___ Data for review

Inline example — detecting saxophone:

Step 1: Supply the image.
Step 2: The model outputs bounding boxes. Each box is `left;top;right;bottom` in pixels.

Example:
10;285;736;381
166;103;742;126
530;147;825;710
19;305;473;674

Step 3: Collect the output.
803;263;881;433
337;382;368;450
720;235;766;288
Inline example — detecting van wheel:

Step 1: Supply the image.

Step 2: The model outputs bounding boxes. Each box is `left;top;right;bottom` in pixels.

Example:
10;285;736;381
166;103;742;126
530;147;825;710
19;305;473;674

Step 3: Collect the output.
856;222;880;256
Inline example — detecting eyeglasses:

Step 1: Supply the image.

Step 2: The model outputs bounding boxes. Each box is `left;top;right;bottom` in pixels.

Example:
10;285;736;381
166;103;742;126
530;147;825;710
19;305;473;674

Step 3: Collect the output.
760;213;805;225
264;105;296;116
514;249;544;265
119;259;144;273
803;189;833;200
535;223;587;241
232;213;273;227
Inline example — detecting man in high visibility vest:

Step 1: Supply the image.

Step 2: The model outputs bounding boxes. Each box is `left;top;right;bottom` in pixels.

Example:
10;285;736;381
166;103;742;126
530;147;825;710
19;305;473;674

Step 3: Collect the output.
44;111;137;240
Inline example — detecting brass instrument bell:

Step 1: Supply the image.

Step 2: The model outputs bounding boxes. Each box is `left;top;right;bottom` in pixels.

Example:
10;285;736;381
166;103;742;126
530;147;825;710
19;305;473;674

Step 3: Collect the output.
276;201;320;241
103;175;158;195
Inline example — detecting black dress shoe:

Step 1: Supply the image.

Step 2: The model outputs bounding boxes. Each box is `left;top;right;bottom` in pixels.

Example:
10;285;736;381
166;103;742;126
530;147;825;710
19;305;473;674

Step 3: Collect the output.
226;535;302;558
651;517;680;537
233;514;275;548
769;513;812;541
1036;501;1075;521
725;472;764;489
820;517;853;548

______

Every line of the material above must be set down again exactly.

Inline example — detecting saxophone:

Step 1: Supply the image.
Step 2: The model outputs bounding boxes. Each box is `left;top;right;bottom` in pixels.

Example:
10;285;736;381
166;103;742;126
530;147;825;710
19;305;473;674

Step 3: Collect the output.
803;263;881;433
337;382;368;450
720;235;766;288
Inline example — detecting van wheel:

Step 1: Supply the image.

Step 2: The model outputs bounding boxes. Each box is `left;top;right;bottom` in pixels.

Example:
10;285;736;381
166;103;742;126
530;147;825;710
19;305;473;674

Step 3: Collect the output.
856;222;880;256
Inline example — detecting eyeglasses:

Step 1: Supply the image.

Step 2: The model outputs bounding boxes. Each box is `left;top;right;bottom` in pixels.

Example:
10;285;736;381
166;103;742;126
530;147;825;710
19;305;473;674

Step 3: Collect the output.
760;213;805;225
264;105;296;116
514;249;544;265
119;259;144;273
803;189;833;200
535;223;587;241
232;213;273;227
Inline example — detecting man in high visibility vest:

Step 1: Supply the image.

Step 2: The model outputs bounding boxes. Each box is `left;top;right;bottom` in pixels.

Example:
10;285;736;381
166;103;742;126
530;147;825;710
19;305;473;674

Step 3: Collect the output.
44;111;137;240
Inline example — detecting brass instrument bell:

Step 1: Supply the image.

Step 2: The model outputs bounding boxes. Each box is `left;top;right;bottom` in pixels.

Example:
10;285;736;381
166;103;742;126
530;147;825;710
19;305;473;674

Step 3: Collect the output.
276;201;320;241
103;175;158;195
Inline example — detecting black dress shoe:

Step 1: Supply the image.

Step 2: The model outputs bounding boxes. Each box is `left;top;right;bottom` in pixels.

Example:
10;285;736;381
166;103;742;126
530;147;825;710
19;305;473;674

Step 3: Collect the output.
226;535;302;558
651;517;680;537
233;514;275;548
769;513;812;541
1036;501;1075;521
725;472;764;489
820;517;853;548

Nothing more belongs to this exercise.